What you are asked to do:
Return each entry exactly, omitting nothing.

Exercise input:
====================

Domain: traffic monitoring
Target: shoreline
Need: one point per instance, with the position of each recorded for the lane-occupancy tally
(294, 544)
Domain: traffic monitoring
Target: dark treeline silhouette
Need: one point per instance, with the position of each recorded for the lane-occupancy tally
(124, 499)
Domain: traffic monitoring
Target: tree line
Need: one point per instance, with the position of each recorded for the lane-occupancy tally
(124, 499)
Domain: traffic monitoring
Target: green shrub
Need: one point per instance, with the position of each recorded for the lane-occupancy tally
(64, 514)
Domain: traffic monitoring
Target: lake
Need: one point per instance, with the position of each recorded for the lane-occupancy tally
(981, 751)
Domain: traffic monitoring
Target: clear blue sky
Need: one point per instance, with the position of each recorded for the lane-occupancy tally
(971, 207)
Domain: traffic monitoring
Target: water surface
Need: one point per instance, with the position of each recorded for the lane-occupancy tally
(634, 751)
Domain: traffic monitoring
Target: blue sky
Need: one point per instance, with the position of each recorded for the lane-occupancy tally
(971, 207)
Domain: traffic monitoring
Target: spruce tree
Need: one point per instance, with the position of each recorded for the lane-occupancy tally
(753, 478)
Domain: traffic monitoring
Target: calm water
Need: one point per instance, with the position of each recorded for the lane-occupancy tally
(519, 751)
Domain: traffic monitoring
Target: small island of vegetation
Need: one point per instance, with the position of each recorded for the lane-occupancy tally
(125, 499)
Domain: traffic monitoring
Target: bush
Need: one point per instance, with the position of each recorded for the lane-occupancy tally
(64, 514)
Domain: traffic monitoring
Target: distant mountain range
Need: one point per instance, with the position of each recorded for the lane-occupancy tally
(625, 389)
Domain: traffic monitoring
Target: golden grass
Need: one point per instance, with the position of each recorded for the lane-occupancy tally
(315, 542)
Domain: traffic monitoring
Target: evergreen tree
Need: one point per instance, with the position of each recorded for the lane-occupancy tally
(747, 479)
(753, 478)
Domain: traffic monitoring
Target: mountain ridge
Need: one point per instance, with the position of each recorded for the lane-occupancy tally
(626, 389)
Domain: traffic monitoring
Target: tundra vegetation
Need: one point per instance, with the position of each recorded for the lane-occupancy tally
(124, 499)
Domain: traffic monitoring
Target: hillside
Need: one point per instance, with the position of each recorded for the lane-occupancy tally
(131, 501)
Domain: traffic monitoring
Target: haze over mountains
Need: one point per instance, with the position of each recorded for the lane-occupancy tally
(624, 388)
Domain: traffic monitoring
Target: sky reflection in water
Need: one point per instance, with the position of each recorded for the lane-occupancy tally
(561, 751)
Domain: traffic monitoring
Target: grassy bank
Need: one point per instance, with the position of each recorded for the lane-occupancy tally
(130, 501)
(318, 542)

====================

Task output:
Domain: traffic monitoring
Target: shoreline
Need: one point per instance, with the position of each recorded for the lane-occupancy tally
(294, 544)
Domain: traffic monitoring
Target: dark treeline silhouette
Need: one point per instance, with the position of each recorded for the lane-occupancy tally
(124, 499)
Domain: traffic monitoring
Target: tree line
Need: one point per instance, with the position of each recorded for the lane-occupancy tally
(124, 499)
Domain: traffic monitoring
Target: green shrub
Need: one point per instance, with the position of each recorded for the lane-occupancy tally
(64, 514)
Domain: traffic monitoring
Target: lake
Need: one point per instance, with the position of each recorded for the lane-occupancy tally
(981, 751)
Domain: traffic monitoring
Target: clear blue sky
Need: one point per instance, with the position of each recorded for the lane-occupancy tally
(971, 207)
Domain: traffic monitoring
Target: water surface
Need: one point per instance, with the position of each recorded for the lane-occupancy tally
(634, 751)
Domain: traffic monitoring
Target: blue sky
Need: one point per instance, with the position of each recorded for the lane-occupancy tally
(971, 207)
Domain: traffic monitoring
Target: spruce tree
Need: one point per instance, with the position of each recorded for the lane-occupancy tally
(753, 478)
Domain: traffic monitoring
Target: calm water
Need: one point per instance, with the position of each recorded for the lane-occupancy tally
(519, 751)
Domain: traffic monitoring
Target: small island of vegetation
Need: one point per instance, with the position of each recorded for the lane-occupancy tally
(125, 499)
Domain: traffic monitoring
Target: bush
Need: one point per instance, with the position of each recorded for the lane-occupancy tally
(64, 514)
Domain: traffic monitoring
Target: distant mountain range
Need: one point per instance, with the position of each recorded for the lane-occupancy tally
(625, 389)
Domain: traffic monitoring
Target: golden grass
Need: one point per instance, with the position of each recorded for the lane-occupancy tally
(315, 542)
Domain: traffic monitoring
Target: evergreen tree
Need: one point per instance, with the position of each recorded for the lane-occupancy tally
(747, 479)
(753, 478)
Domain: traffic monitoring
Target: mountain ridge
Need: one point per instance, with the position of each recorded for the lane-occupancy tally
(626, 389)
Domain: traffic monitoring
Target: tundra vegetation
Need: one point per instance, with the position of each recorded for the lane-occupancy tally
(124, 499)
Domain: traffic monitoring
Target: hillside
Need: one point per instance, with the position of each recorded for the lane-occupancy tally
(131, 501)
Domain: traffic monitoring
Target: haze over mountains
Need: one point per instance, with the position of each recorded for the lane-occupancy tally
(624, 388)
Domain: traffic monitoring
Target: sky reflection in water
Need: one point per instance, with the position of each recorded for the lane-occupancy tally
(561, 751)
Domain: traffic monitoring
Target: grassy bank
Need: one point per instance, with the position of each recorded for the lane-occupancy tally
(130, 501)
(318, 542)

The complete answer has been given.